Work task: The task calls for every line of the data to be retyped exactly.

Records:
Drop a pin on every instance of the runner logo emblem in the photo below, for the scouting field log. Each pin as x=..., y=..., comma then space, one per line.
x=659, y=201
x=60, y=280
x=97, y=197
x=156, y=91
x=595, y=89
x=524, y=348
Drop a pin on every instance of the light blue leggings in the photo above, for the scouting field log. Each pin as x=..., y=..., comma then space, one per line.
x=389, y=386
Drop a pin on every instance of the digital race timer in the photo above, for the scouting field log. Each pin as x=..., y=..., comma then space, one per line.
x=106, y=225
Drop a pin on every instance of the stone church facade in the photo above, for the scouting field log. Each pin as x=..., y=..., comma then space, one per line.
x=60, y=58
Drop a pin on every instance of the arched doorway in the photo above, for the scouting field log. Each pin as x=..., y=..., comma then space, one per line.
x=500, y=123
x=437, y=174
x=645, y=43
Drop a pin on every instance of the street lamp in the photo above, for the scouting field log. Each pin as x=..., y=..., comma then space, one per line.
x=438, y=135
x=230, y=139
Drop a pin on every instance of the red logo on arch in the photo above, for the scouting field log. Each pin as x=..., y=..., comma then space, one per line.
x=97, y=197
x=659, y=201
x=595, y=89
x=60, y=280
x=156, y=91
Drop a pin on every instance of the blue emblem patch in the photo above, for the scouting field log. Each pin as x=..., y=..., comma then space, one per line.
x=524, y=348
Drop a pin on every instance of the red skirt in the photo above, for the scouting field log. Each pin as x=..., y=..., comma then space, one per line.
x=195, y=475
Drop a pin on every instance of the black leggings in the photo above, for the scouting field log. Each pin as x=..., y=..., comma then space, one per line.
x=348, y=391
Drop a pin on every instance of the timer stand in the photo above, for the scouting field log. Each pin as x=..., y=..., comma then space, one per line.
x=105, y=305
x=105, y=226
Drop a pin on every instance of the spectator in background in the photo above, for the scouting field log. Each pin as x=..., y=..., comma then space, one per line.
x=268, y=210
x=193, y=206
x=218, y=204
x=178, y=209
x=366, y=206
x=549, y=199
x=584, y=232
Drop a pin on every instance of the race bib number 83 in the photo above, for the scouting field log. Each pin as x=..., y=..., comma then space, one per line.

Exercise output:
Drop a pin on every instance of the runner logo emblem in the photo below, for the scouting field log. Each pin as x=..., y=..., comma then space, one per line.
x=659, y=201
x=60, y=280
x=97, y=197
x=156, y=91
x=595, y=89
x=524, y=348
Drop a pin on every instance of the light blue leggings in the photo above, for the scouting field log. Each pin as x=..., y=..., comma then space, one per line.
x=389, y=386
Drop a pin on every instance of the digital race timer in the photo above, for the scouting field log. Each pin as x=..., y=..., comma then space, one per line.
x=106, y=225
Drop a pin on every instance of the stone church facade in the photo above, for the scouting field log. Each pin as x=..., y=..., comma then space, one per line.
x=60, y=58
Drop a pin on every instance of the arched doorway in the photo above, for the scouting field log. Each pin as x=..., y=..., comma then space, one per line.
x=500, y=123
x=437, y=174
x=645, y=43
Drop a pin on every instance of the street lamp in the photo above, for the scouting field log. Each pin as x=..., y=..., comma then space, one per line.
x=438, y=135
x=230, y=139
Drop a pin on every instance of the red logo on arch in the photo above, for the scouting field log. Each pin as x=..., y=..., comma then space, one per line.
x=97, y=197
x=659, y=201
x=595, y=89
x=60, y=280
x=156, y=91
Drop a pin on every instance of the blue emblem patch in the photo above, for the scouting field log. Each pin as x=..., y=..., comma then space, one per line.
x=524, y=348
Drop a pin on every instance of the red skirt in the photo above, for the scouting field log. Each pin as x=..., y=..., comma then space, one per line.
x=195, y=475
Drop a pin on every instance of the black leggings in the photo above, for the scouting field log. Each pin as x=..., y=..., comma then space, one per line.
x=348, y=391
Drop a pin on every instance of the timer stand in the photo above, for the scouting field log. Each pin as x=..., y=..., comma then space, one per line.
x=105, y=305
x=105, y=226
Drop a pin on every instance of the spectator in background in the photo above, for the scouting field log. Each pin as x=..., y=..., comma then space, one per line.
x=268, y=210
x=193, y=206
x=218, y=204
x=178, y=209
x=366, y=206
x=549, y=199
x=584, y=232
Drop a pin on every instance of the race bib number 83 in the photo above, for the scouting field log. Each pin as x=..., y=..., comma then space, one per line.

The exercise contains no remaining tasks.